> [WHAT YOU WILL DO] In the records below, find the line that contains "Q: For each instance of the red" and the line that contains "Q: For each instance of the overcast". Set down exactly those lines and every line between them, and nothing more.

> [ENTRIES SUPPLIED]
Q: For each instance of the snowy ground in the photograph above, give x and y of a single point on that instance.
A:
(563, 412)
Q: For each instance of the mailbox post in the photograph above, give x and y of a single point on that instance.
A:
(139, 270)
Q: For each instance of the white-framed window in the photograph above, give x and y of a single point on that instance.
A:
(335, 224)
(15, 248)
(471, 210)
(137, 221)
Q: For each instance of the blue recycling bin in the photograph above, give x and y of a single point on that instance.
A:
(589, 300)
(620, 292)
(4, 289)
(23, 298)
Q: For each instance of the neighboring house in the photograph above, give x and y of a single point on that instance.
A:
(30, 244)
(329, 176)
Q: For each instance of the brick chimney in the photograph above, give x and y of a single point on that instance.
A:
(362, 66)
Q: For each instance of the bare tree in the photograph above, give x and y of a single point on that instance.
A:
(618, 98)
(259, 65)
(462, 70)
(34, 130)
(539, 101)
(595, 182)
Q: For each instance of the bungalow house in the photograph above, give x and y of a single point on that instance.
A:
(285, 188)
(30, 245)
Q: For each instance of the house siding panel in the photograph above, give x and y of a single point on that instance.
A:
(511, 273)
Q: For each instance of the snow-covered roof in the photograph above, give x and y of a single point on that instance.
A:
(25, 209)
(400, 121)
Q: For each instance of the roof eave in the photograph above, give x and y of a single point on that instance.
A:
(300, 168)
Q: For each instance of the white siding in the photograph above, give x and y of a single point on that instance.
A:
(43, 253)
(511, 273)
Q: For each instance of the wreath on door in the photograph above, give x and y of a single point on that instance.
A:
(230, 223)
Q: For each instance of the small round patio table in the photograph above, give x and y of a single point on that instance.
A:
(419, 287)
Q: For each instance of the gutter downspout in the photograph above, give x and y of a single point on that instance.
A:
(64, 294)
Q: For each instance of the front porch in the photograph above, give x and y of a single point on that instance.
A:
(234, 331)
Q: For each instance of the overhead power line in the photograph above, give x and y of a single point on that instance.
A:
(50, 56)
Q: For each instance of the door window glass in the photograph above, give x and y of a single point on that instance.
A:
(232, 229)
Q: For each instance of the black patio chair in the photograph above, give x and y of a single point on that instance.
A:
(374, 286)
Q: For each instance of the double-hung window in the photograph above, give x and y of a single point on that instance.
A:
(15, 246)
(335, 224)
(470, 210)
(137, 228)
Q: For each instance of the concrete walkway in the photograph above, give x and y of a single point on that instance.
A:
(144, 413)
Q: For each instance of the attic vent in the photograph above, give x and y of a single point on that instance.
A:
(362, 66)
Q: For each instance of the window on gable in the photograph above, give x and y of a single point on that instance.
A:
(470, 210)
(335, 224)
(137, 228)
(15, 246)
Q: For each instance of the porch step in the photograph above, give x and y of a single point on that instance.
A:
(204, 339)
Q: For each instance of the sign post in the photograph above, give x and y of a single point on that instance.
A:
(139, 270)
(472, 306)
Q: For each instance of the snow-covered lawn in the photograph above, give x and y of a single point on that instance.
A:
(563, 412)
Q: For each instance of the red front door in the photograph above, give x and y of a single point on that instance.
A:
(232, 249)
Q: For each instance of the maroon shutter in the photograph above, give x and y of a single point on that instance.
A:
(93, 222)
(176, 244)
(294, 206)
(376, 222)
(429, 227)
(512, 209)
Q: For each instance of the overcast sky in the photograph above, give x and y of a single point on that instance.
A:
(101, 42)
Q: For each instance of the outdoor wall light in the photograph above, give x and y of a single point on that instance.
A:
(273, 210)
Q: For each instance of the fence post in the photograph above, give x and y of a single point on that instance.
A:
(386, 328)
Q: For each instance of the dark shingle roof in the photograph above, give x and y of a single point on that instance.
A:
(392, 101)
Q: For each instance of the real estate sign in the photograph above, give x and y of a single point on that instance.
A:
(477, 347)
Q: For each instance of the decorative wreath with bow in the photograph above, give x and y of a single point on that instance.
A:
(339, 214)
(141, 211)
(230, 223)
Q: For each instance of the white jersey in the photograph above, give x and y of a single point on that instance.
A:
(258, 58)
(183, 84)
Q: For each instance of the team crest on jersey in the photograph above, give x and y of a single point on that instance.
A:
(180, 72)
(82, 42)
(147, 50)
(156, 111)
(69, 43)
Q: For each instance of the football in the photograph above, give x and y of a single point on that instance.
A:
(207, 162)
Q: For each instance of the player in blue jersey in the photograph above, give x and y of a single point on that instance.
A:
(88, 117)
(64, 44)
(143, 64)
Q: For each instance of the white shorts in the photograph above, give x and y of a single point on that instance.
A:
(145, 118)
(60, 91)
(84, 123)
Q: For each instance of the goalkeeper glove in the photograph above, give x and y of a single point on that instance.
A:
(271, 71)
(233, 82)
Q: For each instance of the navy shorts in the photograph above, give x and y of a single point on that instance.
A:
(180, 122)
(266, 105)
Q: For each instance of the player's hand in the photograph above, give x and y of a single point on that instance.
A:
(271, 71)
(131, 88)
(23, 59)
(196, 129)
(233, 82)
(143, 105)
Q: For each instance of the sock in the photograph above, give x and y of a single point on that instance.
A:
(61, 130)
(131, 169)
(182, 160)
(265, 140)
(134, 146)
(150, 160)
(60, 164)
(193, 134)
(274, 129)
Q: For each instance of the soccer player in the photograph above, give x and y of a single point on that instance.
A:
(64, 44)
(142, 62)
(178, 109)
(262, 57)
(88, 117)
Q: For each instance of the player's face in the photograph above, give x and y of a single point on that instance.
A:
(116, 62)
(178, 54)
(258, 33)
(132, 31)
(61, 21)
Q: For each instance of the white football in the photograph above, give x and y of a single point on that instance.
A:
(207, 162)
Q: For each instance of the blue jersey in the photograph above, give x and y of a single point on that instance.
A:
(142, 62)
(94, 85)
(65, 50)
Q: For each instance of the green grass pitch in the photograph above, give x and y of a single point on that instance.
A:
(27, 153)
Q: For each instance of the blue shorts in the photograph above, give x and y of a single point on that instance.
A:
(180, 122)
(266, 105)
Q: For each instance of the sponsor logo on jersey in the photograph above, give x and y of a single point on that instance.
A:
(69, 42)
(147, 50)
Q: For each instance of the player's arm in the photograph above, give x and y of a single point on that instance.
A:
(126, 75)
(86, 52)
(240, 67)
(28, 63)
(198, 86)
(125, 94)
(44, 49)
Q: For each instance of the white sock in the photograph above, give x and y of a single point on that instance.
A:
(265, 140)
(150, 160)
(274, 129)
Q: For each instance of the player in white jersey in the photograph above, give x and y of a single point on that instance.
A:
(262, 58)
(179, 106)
--
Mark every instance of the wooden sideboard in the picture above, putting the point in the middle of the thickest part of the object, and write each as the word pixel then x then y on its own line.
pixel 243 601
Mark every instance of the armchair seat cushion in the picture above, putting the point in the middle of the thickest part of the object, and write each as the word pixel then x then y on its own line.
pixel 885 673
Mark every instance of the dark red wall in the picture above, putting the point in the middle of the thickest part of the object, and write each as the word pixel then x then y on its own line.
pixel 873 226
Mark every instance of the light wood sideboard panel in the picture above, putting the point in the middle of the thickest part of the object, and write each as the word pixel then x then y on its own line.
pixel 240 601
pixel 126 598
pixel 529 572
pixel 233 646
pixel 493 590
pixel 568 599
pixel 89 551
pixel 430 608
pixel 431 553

> [RESPONSE]
Q: For each instance of the red front door in the photograph above, give x and y of a single point on that instance.
A:
(232, 249)
Q: For each instance of the maroon shutter in the photograph above, give x and y of a single point on that instance.
A:
(93, 222)
(176, 244)
(294, 206)
(376, 222)
(429, 227)
(512, 209)
Q: For each instance of the overcast sky in the photograph above, give x and y of a single point on that instance.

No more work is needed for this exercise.